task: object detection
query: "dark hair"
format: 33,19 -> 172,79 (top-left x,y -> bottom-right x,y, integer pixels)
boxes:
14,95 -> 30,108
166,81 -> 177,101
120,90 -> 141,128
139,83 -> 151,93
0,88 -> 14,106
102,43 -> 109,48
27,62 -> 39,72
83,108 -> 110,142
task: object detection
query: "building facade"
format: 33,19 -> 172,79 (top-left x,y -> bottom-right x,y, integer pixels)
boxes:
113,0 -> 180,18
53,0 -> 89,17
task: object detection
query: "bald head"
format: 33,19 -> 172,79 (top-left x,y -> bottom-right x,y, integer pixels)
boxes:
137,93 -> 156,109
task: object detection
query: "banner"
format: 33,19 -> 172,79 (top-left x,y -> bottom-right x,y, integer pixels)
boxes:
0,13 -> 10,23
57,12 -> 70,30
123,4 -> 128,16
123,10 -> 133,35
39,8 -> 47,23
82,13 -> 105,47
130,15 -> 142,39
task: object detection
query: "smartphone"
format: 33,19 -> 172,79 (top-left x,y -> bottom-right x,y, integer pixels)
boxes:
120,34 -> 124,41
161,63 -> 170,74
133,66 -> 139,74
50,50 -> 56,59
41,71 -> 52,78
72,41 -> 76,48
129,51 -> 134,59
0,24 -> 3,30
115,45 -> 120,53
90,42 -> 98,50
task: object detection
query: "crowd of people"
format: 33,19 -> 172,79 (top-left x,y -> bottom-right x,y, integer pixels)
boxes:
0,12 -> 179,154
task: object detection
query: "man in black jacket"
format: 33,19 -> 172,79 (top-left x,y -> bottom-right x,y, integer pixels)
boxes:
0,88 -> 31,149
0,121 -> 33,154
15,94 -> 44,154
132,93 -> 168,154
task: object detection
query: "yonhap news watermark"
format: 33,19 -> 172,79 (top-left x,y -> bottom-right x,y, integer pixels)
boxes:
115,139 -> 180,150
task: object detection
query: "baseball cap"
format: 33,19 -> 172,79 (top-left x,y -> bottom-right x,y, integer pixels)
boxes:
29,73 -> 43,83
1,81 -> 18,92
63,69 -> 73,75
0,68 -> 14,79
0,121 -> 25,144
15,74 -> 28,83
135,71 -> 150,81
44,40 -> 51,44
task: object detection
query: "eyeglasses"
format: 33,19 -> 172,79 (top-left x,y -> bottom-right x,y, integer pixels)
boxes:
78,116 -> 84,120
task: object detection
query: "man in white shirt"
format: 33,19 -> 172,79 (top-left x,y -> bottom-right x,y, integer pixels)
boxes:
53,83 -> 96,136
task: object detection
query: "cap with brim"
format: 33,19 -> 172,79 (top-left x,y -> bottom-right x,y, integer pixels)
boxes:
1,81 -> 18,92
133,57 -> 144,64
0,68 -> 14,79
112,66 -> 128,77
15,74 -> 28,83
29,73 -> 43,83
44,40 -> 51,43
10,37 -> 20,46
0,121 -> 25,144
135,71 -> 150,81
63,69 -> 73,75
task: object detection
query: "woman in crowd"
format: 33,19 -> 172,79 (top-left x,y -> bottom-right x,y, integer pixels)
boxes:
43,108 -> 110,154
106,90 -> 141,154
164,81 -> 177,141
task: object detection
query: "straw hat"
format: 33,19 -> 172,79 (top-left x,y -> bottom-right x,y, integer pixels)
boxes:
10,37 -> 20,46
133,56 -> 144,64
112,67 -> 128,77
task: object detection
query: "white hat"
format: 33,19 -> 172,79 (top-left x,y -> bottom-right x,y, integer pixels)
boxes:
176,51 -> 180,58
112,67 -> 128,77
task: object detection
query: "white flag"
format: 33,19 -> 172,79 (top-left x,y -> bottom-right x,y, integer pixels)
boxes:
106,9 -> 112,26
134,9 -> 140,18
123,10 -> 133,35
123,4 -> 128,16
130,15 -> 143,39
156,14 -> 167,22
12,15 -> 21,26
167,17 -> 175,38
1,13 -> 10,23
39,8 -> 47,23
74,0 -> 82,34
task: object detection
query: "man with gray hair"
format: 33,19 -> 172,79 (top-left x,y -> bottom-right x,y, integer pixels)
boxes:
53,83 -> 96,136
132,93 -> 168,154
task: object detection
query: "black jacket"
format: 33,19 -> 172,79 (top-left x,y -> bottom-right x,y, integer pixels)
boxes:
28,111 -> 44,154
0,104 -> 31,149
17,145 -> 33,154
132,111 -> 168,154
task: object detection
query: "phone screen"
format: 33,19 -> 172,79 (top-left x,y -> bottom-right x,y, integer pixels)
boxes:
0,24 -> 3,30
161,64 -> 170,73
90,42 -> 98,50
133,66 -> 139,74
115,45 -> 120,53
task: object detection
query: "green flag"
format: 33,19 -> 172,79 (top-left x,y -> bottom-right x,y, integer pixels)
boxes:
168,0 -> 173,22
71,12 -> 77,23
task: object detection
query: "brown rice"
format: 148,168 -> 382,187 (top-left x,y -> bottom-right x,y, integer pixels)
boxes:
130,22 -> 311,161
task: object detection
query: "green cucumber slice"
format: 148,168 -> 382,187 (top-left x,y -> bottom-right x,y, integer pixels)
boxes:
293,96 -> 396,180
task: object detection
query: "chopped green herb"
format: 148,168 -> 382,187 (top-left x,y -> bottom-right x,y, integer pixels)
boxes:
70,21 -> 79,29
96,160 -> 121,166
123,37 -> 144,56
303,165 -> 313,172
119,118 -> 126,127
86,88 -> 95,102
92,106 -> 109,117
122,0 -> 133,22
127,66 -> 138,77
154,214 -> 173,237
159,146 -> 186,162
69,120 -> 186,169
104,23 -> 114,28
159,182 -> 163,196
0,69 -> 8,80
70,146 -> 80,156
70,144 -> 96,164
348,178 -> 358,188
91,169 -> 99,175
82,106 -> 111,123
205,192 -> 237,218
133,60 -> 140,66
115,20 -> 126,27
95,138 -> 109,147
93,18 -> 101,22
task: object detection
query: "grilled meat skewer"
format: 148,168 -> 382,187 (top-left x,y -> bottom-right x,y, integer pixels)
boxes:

> [Work to complete] Determine how many lines in the records include the string "hair". Only that number should be given.

> [Answer below] 2